List each line in the items below that contains the word "decoration", copying every such line in full.

━━ Information shown

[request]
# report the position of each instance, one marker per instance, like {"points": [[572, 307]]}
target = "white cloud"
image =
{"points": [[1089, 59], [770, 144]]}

━━━━
━━ Information shown

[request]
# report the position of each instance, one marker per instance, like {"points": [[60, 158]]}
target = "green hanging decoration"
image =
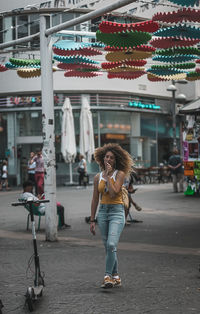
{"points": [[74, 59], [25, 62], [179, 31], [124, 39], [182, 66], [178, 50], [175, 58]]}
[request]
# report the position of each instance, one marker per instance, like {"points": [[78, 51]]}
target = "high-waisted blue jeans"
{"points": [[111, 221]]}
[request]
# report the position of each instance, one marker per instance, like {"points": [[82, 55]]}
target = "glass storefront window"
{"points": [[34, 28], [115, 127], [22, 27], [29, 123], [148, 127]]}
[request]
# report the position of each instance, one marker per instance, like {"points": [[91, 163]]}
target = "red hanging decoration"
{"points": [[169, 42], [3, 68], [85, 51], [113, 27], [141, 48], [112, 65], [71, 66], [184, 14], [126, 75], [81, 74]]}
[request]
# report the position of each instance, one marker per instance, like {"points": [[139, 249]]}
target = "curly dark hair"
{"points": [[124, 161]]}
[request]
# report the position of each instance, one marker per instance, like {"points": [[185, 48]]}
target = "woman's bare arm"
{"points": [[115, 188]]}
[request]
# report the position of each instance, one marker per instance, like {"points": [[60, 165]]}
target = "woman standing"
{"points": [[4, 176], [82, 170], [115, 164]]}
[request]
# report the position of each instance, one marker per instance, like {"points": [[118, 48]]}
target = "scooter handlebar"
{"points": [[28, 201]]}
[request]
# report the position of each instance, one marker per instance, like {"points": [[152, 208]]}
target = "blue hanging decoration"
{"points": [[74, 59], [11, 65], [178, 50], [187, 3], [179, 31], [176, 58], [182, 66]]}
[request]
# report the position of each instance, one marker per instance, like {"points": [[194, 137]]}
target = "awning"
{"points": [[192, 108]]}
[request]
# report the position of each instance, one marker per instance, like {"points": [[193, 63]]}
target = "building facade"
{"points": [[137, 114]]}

━━━━

> [Result]
target = "green hanging decoration"
target = "red hanging decoration"
target = "blue hanging decoration"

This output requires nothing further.